The Tribunal next considered the claim relating to political opinion. It noted that this was based upon two facts: first, the applicant’s opposition to the politician whose thugs he had beaten; and, secondly, because he had sought asylum in Australia. In respect of the first of these, the Tribunal found that the applicant had no interaction with that particular politician, or indeed any other politician, either adverse or neutral. Further, in relation to the robbery it rejected any connection with the local politician but found that even if there were a connection between the applicant’s attackers and the politician that would not create an imputed political opinion in respect of the applicant.
The Tribunal found that the applicant’s claim for asylum in Australia would not indicate a profile in opposition to the government of Sri Lanka. That was because of the large numbers of people returning from Australia having failed in their asylum claims and the evidence as to the way in which they are treated upon return. Thus, given the applicant’s low profile, and his lack of involvement in any political action or association, either positive or adverse, the Tribunal found that the applicant did not have a political opinion, actual or imputed and would not have one in the future.

[Source data]:
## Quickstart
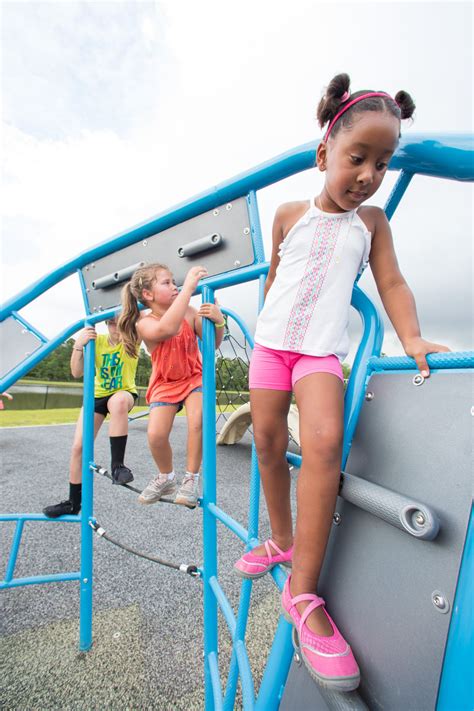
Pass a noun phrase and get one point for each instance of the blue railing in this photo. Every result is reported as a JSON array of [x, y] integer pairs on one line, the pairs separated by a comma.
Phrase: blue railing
[[437, 156]]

[Exercise description]:
Answer these questions using the tribunal text above.
1. On what two facts was the claim relating to political opinion based?
2. With which politicians did the Tribunal find the applicant had any interaction?
3. What reasons did the Tribunal give for finding that the applicant's asylum claim in Australia would not indicate a profile in opposition to the government of Sri Lanka?

[Correct response]:
1. The applicant's opposition to the politician whose thugs he had beaten, and his having sought asylum in Australia.
2. None; it found he had no interaction with that politician or any other, either adverse or neutral.
3. The large numbers of people returning from Australia after failing in their asylum claims, and the evidence about how they are treated on return.